*** DATA RECORDS

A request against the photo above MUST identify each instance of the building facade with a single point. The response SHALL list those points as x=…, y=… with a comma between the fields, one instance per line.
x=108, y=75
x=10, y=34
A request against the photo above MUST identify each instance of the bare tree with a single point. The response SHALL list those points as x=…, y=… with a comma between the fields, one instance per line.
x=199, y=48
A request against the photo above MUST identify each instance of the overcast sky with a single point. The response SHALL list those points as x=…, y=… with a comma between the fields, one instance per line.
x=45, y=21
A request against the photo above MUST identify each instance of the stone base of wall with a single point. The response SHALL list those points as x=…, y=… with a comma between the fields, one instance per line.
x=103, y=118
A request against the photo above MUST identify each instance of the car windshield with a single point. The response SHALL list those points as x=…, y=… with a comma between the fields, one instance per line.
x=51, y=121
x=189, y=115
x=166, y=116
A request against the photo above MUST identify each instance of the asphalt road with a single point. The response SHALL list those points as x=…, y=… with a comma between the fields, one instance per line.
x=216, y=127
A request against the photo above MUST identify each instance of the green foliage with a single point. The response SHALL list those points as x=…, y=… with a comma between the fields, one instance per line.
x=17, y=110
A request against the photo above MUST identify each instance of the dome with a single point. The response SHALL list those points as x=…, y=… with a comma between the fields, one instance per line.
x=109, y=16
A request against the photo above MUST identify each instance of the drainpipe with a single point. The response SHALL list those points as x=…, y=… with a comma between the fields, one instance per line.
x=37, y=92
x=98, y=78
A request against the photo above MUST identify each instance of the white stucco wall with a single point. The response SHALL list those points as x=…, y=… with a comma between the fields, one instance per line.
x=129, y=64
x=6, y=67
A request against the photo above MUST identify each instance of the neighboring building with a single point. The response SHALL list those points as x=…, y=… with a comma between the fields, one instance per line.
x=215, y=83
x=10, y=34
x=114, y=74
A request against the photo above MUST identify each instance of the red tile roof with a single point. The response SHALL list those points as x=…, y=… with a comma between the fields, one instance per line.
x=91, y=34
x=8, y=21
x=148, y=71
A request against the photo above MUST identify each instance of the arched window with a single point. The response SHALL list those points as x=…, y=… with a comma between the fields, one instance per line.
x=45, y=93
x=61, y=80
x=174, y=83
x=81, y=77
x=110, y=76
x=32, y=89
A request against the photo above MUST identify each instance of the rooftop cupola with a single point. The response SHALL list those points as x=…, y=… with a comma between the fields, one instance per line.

******

--- EXERCISE OBJECTIVE ---
The full set of entries should be copied out exactly as given.

--- YOUR RESPONSE ---
A request against the photo above MUST identify each instance of the building facade with a single point. The response SHALL list those points as x=…, y=… with a comma between the fields, one instance per line.
x=108, y=75
x=10, y=34
A request against the photo above MUST identify each instance of the bare tree with a single point. The response SHALL list those points as x=…, y=… with a comma between the fields, one instance per line.
x=199, y=48
A request against the photo above MUST identify each instance of the overcast sky with a single point. The response SHALL list those points as x=…, y=… with a comma between the fields, one instance per line.
x=45, y=21
A request against the photo above MUST identify each instance of the stone base of wall with a single point. The response SHALL list those points as x=…, y=… with a comma between the fields, one instance per line.
x=103, y=118
A request against the photo above MUST identify each instance of the car windshield with a single point. The response SHALL list those points as x=…, y=… with a comma between the fields, one instance per line.
x=51, y=121
x=189, y=115
x=166, y=116
A request against the photo above MUST identify each instance of the asphalt road with a single point. The response SHALL list those points as x=…, y=… with a comma between the fields, one instance per line.
x=216, y=127
A request against the photo above MUST identify each instance of the green foliage with a single point. The response SHALL list those points as x=…, y=… with a comma between the fields, one instance per line.
x=17, y=110
A request against the photo above MUST identify each instance of the dome with a single point. The response SHALL list those points as x=…, y=… with a comma between the fields, one instance per line.
x=109, y=16
A request against the photo above MUST identify each instance of the drainpipe with a single point. The response SHALL list those points as x=…, y=… with a comma between the fields, one instance per line.
x=37, y=92
x=98, y=78
A request against the photo above MUST identify each instance of the white stucco wall with a single point. The response SHALL list those points as x=…, y=… with a comma between the fields, one instance per line.
x=129, y=64
x=6, y=67
A request against the photo above MUST identify each instance of the neighboring building with a single point. The response SHALL list those points as x=…, y=… with a comma between the fields, one instance per line.
x=215, y=83
x=10, y=34
x=114, y=74
A request against the photo above MUST identify each instance of the red tile roof with a single point. The response SHALL list those points as x=…, y=… with a comma between the fields, one instance per line.
x=91, y=34
x=8, y=21
x=148, y=71
A request against the photo above MUST identify each instance of the arched window with a single point. The response SHALL list those points as x=…, y=… with a comma between the fields, one instance per line.
x=45, y=93
x=61, y=80
x=174, y=83
x=81, y=77
x=110, y=76
x=32, y=89
A request against the photo above MUST identify each instance of the rooftop cupola with a single point. The response SHALL list those points as x=…, y=… with a comma between the fields, one instance per line.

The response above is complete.